Problem A: In the cross-cultural research article, for how long has Lawson collaborated with local researchers at the National Institute for Medical Research in Mwanza, Tanzania?
Problem B: Please echo the cross-cultural research article word for word, everything from "Cross-cultural research —" down to "the social sciences.".
Problem C: Name every colleague of Lawson's who is listed by name in the cross-cultural research article.

Excerpt to read:

For decades, antiquated research practices enshrined the behavior of undergraduate students, or even just the W.E.I.R.D. — those in countries who are western, educated, industrialized, rich and democratic — as the standard of human behavior.
Nowadays, however, the sun has set on such a mentality.
Variation in behavior based on circumstance and setting, as the social sciences now understand, is commonplace and important to take into account. Thus, seeking broader and more diverse samples to better understand human behavior, the social sciences, particularly anthropology and psychology, have sought data from more diverse backgrounds in recent years.
Cross-cultural research — as it is called — and the data obtained from such research, has thus exploded in popularity and become, as David Lawson, a professor of anthropology at UC Santa Barbara said, a “commodity” in the social sciences.
“Researchers across the social sciences are increasingly interested in cross-cultural research, often requiring collecting data in others countries,” Lawson said. Lawson has collaborated with local researchers at the National Institute for Medical Research in Mwanza, Tanzania, for over 10 years.
However, as cross-cultural research has become more commonplace, and more collaboration between local and stateside — or European — academics has taken place, those in relatively lower income countries find themselves locked out of the processes and infrastructure needed to obtain authorship or other types of compensation for the essential work that they do.
At times it can lead to an environment which is extractive, or even colonial, Lawson said.
Lawson and his colleagues, including Mark Urassa and Joyce Wamoyi at the National Institute for Medical Research in Mwanza, Tanzania, Eshetu Gurmu at Addis Ababa University in Ethiopia, Purnima Madhivanan at the Public Health Research Institute of India and Caitlyn Placek at Ball State University in Indiana, have brought forth recommendations intending to start a conversation and hopefully spur positive changes when it comes to this problem, which remains unaddressed and rarely spoken of in academia.
“We can take a range of proactive actions, including being very clear that current fieldwork practices are often in need of improvement. And that’s a conversation that might be difficult to have with your advisor or with your colleagues at an early stage, but hopefully a comment like this encourages that dialogue,” Lawson said.
On the institutional level, oftentimes the infrastructure and pipelines for research funding, for instance, serve as an obstacle to the proper incorporation of local collaborators and researchers.
“So for example, a graduate student might want to go and do fieldwork in another country, but they wouldn’t necessarily be encouraged to seek out local experts before visiting a study community. They maybe would just get ethical approval and then go to that community and work directly with them, which circumvents local institutions and may not allow opportunities to share grant funding,” Lawson said.

Records supplied:
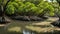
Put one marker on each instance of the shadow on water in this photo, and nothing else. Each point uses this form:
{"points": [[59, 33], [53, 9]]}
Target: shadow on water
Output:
{"points": [[33, 32]]}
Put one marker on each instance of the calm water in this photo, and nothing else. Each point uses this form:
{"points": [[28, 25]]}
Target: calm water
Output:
{"points": [[32, 32]]}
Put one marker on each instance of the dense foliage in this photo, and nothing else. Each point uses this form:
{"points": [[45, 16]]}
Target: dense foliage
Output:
{"points": [[29, 8]]}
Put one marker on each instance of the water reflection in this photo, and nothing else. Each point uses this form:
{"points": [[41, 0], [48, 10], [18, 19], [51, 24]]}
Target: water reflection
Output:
{"points": [[28, 32], [32, 32]]}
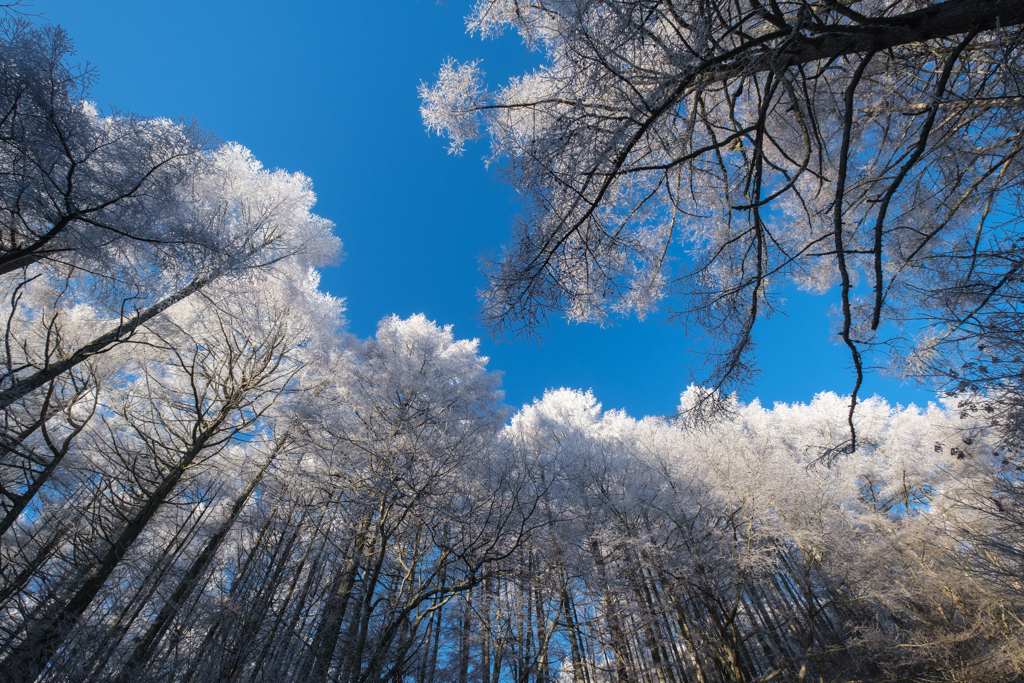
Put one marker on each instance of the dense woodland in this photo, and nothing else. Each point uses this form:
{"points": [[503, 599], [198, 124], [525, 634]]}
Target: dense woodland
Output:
{"points": [[203, 477]]}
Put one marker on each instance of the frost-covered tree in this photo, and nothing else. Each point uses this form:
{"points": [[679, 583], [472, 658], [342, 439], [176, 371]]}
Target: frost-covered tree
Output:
{"points": [[692, 159]]}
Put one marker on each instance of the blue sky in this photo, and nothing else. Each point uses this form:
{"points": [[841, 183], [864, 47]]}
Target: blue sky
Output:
{"points": [[330, 89]]}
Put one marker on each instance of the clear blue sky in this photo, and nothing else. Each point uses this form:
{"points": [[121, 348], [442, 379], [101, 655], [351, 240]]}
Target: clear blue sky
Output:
{"points": [[329, 88]]}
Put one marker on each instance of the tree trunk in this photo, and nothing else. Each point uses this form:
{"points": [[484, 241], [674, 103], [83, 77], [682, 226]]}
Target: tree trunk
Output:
{"points": [[146, 646], [121, 333], [29, 658]]}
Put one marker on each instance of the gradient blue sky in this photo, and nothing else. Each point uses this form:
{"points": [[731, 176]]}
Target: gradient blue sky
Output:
{"points": [[330, 89]]}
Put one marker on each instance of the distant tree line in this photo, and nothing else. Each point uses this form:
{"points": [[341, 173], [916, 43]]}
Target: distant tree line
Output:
{"points": [[204, 478]]}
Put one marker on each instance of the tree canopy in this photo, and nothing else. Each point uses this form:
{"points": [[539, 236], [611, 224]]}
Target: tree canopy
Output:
{"points": [[694, 159], [205, 478]]}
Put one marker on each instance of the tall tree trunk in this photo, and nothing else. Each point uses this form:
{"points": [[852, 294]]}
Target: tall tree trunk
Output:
{"points": [[121, 333], [611, 613], [146, 646], [27, 660], [329, 630]]}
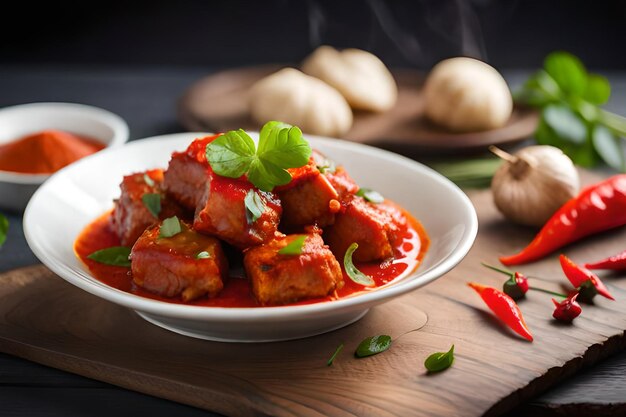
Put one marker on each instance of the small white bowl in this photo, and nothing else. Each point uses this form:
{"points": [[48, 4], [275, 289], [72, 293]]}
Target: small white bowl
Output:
{"points": [[25, 119], [78, 194]]}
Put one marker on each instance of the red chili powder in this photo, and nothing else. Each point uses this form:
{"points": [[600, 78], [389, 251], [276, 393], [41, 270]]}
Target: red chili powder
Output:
{"points": [[46, 152]]}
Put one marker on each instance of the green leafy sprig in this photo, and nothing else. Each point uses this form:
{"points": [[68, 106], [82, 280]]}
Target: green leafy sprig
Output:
{"points": [[569, 98], [281, 146]]}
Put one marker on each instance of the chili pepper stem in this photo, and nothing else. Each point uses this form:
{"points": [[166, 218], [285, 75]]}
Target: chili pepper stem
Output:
{"points": [[556, 294], [502, 271]]}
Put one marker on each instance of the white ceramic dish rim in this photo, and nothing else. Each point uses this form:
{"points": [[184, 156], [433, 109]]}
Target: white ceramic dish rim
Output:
{"points": [[260, 314], [117, 124]]}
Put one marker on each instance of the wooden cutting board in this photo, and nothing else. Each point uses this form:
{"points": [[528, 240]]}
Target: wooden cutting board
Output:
{"points": [[219, 102], [46, 320]]}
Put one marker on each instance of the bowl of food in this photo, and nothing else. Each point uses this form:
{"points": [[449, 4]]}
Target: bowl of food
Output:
{"points": [[38, 139], [219, 255]]}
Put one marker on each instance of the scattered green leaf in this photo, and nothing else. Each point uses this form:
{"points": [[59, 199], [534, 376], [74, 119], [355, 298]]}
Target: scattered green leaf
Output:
{"points": [[332, 358], [439, 361], [170, 227], [352, 271], [4, 229], [294, 247], [148, 180], [370, 195], [255, 206], [281, 146], [373, 345], [152, 201], [115, 255]]}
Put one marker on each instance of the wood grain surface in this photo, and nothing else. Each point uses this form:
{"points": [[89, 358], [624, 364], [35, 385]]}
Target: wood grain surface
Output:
{"points": [[219, 102], [46, 320]]}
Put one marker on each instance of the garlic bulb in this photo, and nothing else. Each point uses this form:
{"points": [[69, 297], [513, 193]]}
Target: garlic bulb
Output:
{"points": [[534, 183], [466, 95], [358, 75], [298, 99]]}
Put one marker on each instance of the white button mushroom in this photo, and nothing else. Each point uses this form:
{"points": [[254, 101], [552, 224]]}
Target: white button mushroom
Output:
{"points": [[465, 95], [298, 99], [358, 75]]}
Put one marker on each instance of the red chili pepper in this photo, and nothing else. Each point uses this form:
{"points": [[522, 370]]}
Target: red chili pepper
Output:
{"points": [[597, 208], [504, 308], [615, 263], [579, 276], [567, 310]]}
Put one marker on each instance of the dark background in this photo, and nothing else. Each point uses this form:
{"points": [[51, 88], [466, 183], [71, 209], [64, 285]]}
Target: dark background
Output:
{"points": [[418, 33]]}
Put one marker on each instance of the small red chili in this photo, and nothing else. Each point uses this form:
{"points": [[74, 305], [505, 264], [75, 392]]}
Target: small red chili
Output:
{"points": [[504, 307], [582, 278], [597, 208], [614, 263], [567, 310]]}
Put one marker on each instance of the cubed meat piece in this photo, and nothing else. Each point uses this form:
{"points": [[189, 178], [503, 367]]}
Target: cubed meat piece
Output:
{"points": [[313, 201], [222, 212], [188, 174], [131, 215], [369, 225], [280, 279], [188, 264]]}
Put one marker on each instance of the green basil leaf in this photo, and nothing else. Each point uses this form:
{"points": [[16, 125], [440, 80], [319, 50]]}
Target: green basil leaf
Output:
{"points": [[598, 89], [152, 203], [370, 195], [148, 180], [255, 206], [352, 271], [332, 358], [565, 123], [170, 227], [4, 229], [568, 72], [440, 361], [608, 147], [294, 247], [115, 255], [266, 176], [373, 345], [231, 154]]}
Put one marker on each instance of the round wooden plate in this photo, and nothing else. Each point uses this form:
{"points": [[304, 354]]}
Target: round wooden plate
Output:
{"points": [[219, 102]]}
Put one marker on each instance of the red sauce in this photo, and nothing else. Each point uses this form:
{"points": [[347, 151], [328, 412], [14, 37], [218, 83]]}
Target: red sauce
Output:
{"points": [[409, 249], [45, 152]]}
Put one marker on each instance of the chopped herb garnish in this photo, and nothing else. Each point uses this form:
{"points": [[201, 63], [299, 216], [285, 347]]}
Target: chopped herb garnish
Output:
{"points": [[294, 247], [170, 227], [352, 271], [255, 206], [370, 195], [439, 361], [152, 203], [373, 345], [203, 255], [332, 358], [148, 180], [281, 146], [115, 255], [4, 229]]}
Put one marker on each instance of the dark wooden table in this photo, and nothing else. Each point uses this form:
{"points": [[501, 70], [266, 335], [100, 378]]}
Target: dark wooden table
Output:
{"points": [[146, 99]]}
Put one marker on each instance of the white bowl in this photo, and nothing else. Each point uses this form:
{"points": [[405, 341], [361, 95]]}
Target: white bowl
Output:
{"points": [[78, 194], [19, 121]]}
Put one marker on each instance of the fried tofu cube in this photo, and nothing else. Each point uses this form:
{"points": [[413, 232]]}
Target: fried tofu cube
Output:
{"points": [[222, 212], [279, 279], [172, 266], [131, 216], [188, 174], [367, 224]]}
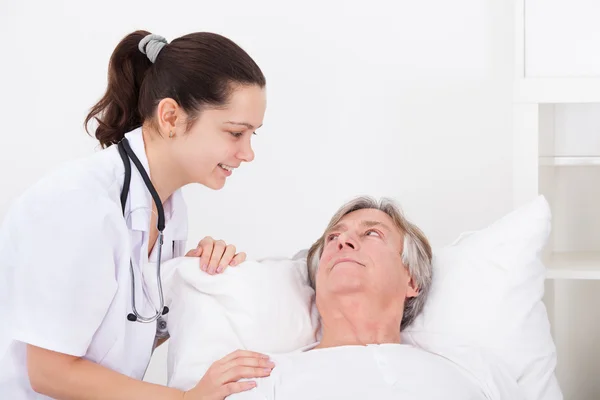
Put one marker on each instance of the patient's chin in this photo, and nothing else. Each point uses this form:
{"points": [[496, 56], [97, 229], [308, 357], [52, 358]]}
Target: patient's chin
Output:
{"points": [[346, 277]]}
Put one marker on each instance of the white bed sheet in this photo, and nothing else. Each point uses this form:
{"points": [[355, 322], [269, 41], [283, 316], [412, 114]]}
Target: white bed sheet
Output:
{"points": [[387, 371]]}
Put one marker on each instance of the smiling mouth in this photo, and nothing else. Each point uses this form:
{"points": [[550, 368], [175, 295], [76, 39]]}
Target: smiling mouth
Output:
{"points": [[226, 167]]}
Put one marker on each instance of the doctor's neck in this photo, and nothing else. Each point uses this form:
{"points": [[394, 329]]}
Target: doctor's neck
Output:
{"points": [[164, 173]]}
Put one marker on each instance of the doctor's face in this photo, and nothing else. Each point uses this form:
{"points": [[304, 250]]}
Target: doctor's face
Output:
{"points": [[219, 141], [363, 254]]}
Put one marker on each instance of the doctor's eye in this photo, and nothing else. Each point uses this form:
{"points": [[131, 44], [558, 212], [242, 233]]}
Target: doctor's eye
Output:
{"points": [[367, 233]]}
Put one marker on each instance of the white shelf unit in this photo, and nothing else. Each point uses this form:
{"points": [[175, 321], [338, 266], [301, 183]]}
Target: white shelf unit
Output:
{"points": [[556, 148]]}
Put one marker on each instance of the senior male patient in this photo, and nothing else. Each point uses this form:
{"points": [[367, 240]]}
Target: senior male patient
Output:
{"points": [[371, 271]]}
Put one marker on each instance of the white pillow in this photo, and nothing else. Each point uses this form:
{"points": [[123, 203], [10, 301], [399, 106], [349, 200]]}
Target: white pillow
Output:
{"points": [[487, 292], [265, 306]]}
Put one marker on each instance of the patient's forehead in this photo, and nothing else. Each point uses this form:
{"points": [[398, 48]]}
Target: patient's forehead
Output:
{"points": [[367, 218]]}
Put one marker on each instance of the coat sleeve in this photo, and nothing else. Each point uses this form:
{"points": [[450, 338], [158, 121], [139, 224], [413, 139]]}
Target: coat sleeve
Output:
{"points": [[63, 277]]}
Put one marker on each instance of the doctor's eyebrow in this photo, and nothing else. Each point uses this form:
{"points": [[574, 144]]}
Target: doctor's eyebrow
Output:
{"points": [[247, 125]]}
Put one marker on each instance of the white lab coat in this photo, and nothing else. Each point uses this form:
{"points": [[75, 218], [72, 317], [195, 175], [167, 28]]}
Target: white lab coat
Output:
{"points": [[65, 281]]}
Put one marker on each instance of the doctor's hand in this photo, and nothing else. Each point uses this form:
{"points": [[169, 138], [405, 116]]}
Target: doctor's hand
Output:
{"points": [[221, 379], [216, 255]]}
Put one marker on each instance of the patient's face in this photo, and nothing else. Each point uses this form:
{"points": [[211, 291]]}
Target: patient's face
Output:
{"points": [[364, 253]]}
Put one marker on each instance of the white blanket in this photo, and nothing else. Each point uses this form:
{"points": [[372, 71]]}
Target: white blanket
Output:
{"points": [[388, 371]]}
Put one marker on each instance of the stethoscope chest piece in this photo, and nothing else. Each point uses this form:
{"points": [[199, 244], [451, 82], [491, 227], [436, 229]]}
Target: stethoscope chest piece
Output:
{"points": [[126, 155]]}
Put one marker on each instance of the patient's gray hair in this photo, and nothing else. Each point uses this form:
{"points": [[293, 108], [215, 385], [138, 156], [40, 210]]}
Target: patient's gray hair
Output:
{"points": [[416, 251]]}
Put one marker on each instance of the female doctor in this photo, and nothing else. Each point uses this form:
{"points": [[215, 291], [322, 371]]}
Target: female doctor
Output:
{"points": [[84, 309]]}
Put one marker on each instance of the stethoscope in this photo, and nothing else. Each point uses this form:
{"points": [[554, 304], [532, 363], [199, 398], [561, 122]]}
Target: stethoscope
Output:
{"points": [[127, 154]]}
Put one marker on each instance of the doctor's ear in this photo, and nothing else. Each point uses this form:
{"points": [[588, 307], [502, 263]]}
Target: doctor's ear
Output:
{"points": [[169, 114]]}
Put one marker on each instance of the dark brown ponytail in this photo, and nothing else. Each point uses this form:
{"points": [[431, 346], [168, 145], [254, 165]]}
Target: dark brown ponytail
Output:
{"points": [[194, 70]]}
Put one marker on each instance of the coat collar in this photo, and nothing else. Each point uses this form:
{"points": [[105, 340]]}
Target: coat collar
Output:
{"points": [[139, 201]]}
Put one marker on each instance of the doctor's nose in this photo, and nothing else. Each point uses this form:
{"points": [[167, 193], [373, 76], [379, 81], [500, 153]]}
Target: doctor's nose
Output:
{"points": [[246, 153]]}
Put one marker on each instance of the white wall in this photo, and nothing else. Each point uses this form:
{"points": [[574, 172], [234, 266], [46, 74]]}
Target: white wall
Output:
{"points": [[404, 99]]}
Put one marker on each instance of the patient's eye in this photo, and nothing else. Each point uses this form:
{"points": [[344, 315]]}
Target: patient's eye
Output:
{"points": [[370, 231]]}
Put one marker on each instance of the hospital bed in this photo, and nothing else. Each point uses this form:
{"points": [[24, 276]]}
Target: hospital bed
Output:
{"points": [[485, 299]]}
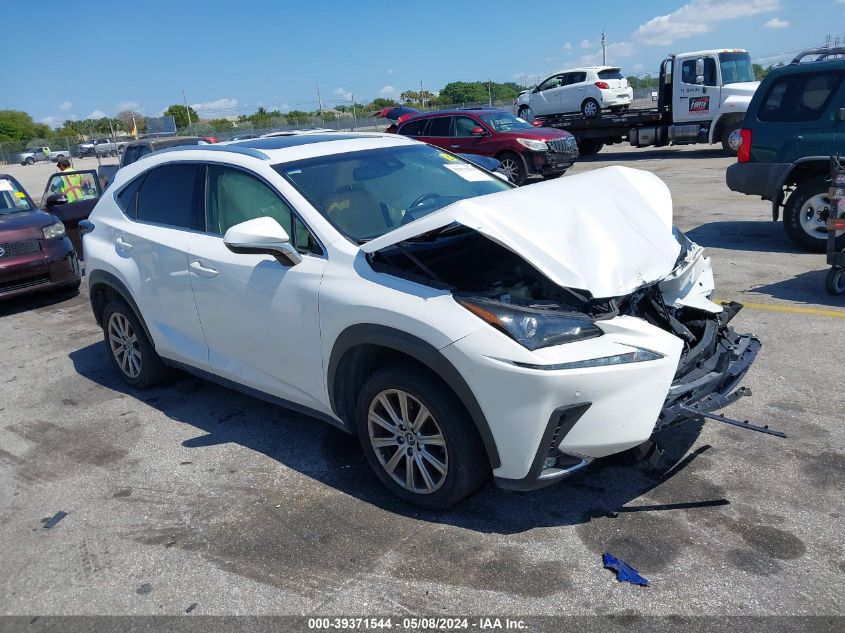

Answer space A: For over 10 years.

Answer space B:
Cross-cultural research — as it is called — and the data obtained from such research, has thus exploded in popularity and become, as David Lawson, a professor of anthropology at UC Santa Barbara said, a “commodity” in the social sciences.

Answer space C: Mark Urassa, Joyce Wamoyi, Eshetu Gurmu, Purnima Madhivanan, Caitlyn Placek